━━ Supplied material

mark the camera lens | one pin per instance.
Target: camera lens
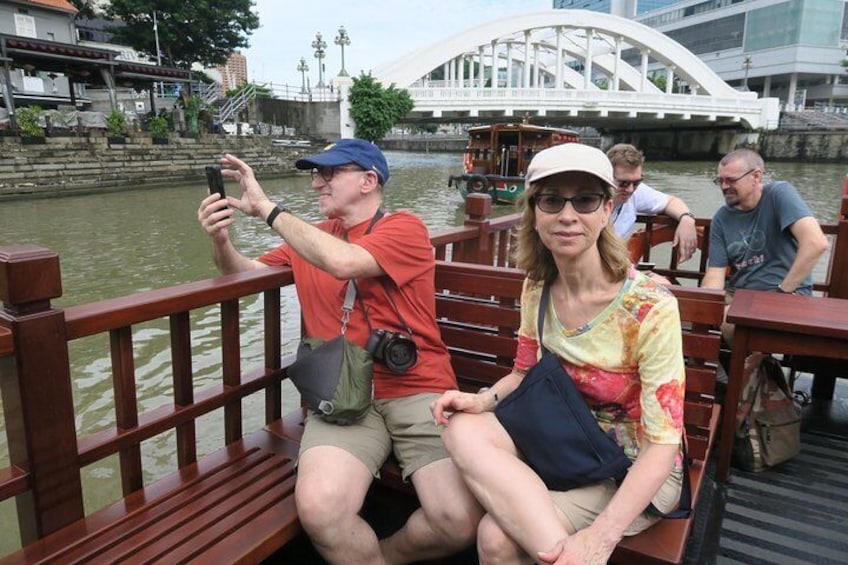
(400, 354)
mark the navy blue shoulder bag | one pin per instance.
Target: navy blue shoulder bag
(553, 428)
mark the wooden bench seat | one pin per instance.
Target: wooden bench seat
(235, 505)
(479, 330)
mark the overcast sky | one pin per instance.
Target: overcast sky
(379, 31)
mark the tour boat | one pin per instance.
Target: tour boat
(497, 156)
(229, 495)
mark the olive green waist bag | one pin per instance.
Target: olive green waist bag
(334, 378)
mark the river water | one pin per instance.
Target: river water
(118, 243)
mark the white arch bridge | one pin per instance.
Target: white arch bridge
(571, 67)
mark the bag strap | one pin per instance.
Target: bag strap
(684, 507)
(350, 294)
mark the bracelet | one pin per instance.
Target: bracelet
(273, 215)
(494, 394)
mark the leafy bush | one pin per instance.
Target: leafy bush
(28, 121)
(157, 126)
(116, 124)
(376, 109)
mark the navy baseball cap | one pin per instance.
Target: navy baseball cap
(344, 151)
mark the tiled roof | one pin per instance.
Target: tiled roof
(58, 4)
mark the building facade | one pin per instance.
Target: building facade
(789, 49)
(624, 8)
(234, 72)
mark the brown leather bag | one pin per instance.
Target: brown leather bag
(768, 420)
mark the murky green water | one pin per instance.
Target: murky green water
(119, 243)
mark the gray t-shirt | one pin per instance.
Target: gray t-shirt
(757, 244)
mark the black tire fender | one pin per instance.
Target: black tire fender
(478, 184)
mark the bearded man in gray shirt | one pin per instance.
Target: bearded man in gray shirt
(765, 234)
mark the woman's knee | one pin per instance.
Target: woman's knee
(494, 545)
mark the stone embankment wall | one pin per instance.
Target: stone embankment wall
(71, 165)
(812, 146)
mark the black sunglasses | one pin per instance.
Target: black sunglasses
(582, 203)
(721, 181)
(327, 173)
(626, 183)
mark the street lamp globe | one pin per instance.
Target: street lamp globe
(342, 40)
(320, 47)
(303, 68)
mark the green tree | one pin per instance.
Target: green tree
(376, 109)
(202, 31)
(85, 7)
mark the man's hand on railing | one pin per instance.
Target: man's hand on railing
(685, 238)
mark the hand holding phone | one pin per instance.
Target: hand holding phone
(215, 180)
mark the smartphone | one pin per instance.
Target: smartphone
(215, 180)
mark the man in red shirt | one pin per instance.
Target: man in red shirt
(393, 266)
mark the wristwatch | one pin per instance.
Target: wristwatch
(274, 213)
(494, 394)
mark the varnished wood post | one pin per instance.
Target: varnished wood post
(478, 208)
(37, 400)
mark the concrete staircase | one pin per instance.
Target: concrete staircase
(71, 165)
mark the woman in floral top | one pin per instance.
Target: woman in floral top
(617, 333)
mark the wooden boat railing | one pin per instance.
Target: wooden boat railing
(46, 455)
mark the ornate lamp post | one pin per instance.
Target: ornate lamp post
(303, 68)
(320, 46)
(342, 40)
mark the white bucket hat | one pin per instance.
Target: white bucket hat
(570, 157)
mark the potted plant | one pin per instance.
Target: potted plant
(158, 128)
(28, 119)
(116, 127)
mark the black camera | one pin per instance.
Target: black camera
(397, 351)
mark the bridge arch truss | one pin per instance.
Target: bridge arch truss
(571, 66)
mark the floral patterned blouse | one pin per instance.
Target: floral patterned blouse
(627, 362)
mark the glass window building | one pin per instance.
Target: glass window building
(790, 49)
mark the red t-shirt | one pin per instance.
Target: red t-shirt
(400, 244)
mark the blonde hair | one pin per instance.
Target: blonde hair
(625, 155)
(538, 261)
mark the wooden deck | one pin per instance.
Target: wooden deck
(46, 455)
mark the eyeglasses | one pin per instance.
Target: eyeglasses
(327, 173)
(582, 203)
(626, 183)
(721, 181)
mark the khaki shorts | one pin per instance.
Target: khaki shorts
(582, 505)
(403, 426)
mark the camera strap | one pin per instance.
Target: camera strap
(350, 294)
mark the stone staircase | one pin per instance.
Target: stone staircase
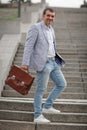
(16, 111)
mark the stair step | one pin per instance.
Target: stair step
(49, 88)
(13, 93)
(28, 105)
(28, 116)
(23, 125)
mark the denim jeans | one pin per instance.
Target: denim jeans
(53, 71)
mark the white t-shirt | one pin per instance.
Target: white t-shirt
(51, 51)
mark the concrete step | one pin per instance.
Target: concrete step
(64, 95)
(24, 125)
(49, 88)
(24, 104)
(28, 116)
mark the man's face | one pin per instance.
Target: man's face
(48, 17)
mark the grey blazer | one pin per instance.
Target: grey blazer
(36, 47)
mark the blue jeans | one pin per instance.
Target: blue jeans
(53, 71)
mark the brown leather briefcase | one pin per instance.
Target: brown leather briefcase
(19, 80)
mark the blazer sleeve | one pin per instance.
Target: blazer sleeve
(30, 42)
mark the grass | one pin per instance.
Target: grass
(8, 14)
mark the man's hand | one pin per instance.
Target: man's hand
(24, 67)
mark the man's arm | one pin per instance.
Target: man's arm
(30, 42)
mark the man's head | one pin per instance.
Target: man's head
(48, 16)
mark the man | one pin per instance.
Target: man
(39, 54)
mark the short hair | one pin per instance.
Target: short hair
(46, 9)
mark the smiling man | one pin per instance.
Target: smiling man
(39, 55)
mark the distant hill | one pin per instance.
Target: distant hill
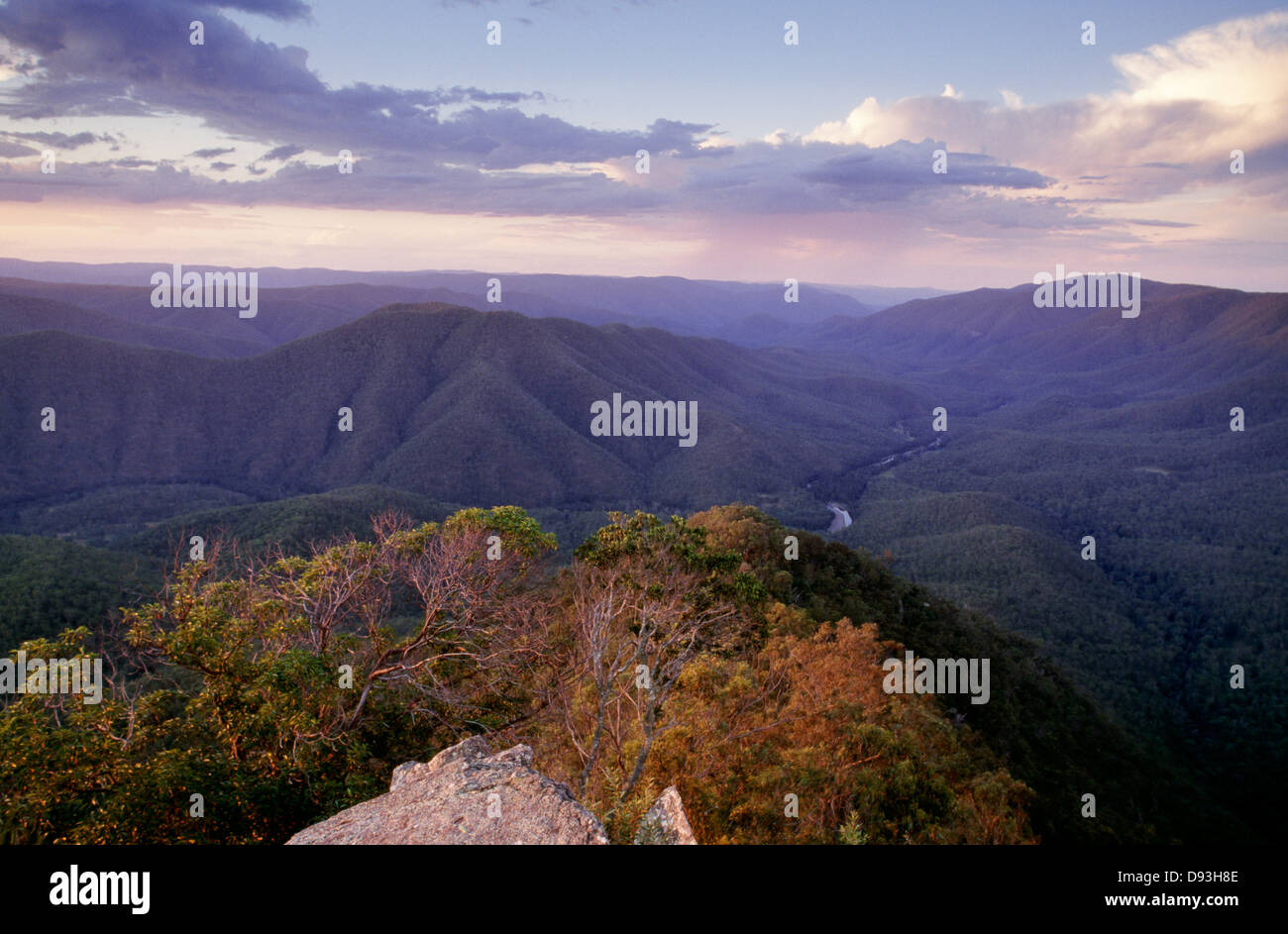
(295, 303)
(449, 402)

━━━━

Every line between the one containing "mark the smiling man | one pin per instance." and the last line of the data above, both included, should be copied exactly, but not the pictures.

Exercise solution:
mark the smiling man | one pin per instance.
Target: smiling man
(39, 55)
mark the distant hill | one pin per instance.
Target: distant hill
(295, 303)
(449, 402)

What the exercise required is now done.